GIVEN INSTRUCTION »
Begin at the first line of the records and stop after the line that contains "19,74 -> 74,118". Rewrite every line in that span, multiplying each bounding-box coordinate in the answers by 2.6 and rounding to whole numbers with halves rounded up, and leave all other numbers unchanged.

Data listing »
┌──
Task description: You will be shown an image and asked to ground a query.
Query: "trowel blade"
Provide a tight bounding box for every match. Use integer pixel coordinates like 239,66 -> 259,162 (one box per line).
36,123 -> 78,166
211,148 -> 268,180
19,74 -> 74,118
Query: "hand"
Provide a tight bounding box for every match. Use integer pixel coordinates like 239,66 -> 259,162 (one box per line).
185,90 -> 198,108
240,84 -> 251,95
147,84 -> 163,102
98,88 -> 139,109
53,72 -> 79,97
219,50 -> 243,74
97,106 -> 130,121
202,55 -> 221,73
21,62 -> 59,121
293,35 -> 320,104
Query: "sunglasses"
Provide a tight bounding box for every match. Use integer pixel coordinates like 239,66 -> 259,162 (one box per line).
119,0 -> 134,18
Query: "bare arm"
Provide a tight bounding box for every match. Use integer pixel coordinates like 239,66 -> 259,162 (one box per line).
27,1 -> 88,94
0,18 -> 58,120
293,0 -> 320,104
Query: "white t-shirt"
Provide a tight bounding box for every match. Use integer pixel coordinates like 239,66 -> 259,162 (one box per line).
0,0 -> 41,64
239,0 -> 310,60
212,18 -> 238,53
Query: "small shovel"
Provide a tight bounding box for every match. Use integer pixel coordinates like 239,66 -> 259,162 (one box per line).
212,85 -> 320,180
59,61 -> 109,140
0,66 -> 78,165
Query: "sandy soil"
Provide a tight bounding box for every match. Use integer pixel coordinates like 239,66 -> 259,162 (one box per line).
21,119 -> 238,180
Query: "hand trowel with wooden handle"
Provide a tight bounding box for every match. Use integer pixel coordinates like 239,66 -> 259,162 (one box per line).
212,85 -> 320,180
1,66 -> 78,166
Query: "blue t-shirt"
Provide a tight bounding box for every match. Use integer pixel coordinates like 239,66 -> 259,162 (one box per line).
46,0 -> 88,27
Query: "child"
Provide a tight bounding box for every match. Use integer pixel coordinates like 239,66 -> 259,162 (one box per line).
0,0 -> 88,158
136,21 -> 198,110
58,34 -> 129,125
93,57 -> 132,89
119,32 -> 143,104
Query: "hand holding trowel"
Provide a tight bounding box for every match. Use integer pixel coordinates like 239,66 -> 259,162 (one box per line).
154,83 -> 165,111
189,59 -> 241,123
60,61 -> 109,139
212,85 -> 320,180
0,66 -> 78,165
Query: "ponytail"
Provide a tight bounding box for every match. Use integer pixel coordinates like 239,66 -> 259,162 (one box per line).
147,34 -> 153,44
└──
TASK RESPONSE »
Task description: You will be shown an image and asked to ground a query.
Query: "trowel blade"
Provide a tight bounding box for every match. Use integer pixel coordinates like 239,66 -> 259,162 (one box per line).
94,320 -> 203,432
549,385 -> 697,468
49,192 -> 192,307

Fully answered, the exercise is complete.